▶ **MATERIAL FOR THIS TASK**
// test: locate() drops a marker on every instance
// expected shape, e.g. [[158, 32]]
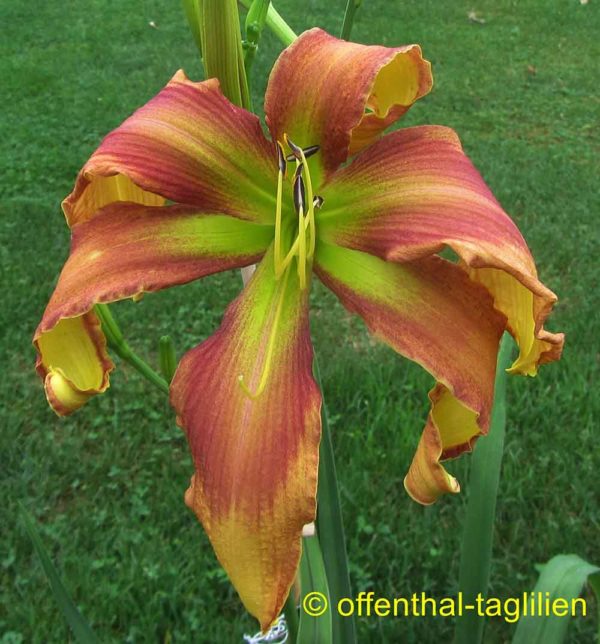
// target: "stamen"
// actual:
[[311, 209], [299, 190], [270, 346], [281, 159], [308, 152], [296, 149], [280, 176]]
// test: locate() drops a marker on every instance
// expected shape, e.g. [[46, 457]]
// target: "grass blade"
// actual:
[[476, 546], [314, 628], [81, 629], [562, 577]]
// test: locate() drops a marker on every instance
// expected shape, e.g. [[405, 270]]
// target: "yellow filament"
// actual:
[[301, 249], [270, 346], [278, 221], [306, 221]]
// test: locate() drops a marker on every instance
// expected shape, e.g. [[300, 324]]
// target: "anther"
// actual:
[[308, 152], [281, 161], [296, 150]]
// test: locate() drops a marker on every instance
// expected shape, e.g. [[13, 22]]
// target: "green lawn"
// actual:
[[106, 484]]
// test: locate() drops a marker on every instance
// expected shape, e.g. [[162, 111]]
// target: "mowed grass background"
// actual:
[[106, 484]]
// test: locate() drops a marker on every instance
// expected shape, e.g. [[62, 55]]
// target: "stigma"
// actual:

▶ **STATED GOAL**
Leave out the pictures and copy every record above exactly.

▶ **RESPONSE**
// test: locate() drops a marker on every instance
// expected shape, e.g. [[158, 32]]
// target: "stamen"
// actual:
[[311, 209], [299, 190], [270, 346], [281, 159], [308, 152], [296, 149], [280, 176]]
// test: locate() drops a marker on every instance
// expected shape, e.g. [[46, 457]]
// target: "grass blade"
// actual:
[[476, 546], [314, 628], [81, 629], [562, 577]]
// test: locate() drops a marker on every instance
// expected shape, e.g. [[405, 270]]
// target: "yellow filament"
// actual:
[[301, 249], [270, 346], [278, 221], [306, 221]]
// test: locate() drops a marker on every instance
// expected shape, e.g. [[300, 324]]
// target: "anther"
// actual:
[[308, 152], [281, 161], [296, 150]]
// test: locate() drops a marker on every instance
// expected shape, e.g. [[13, 22]]
// target: "green lawn"
// actual:
[[106, 484]]
// test: locate() drops a marker on every instance
// expected shape, e.g. [[162, 111]]
// target: "mowed grass background"
// actual:
[[106, 484]]
// test: locate() drops a marker on every instance
// expected shape, e.g. [[62, 55]]
// target: "stigma"
// actual:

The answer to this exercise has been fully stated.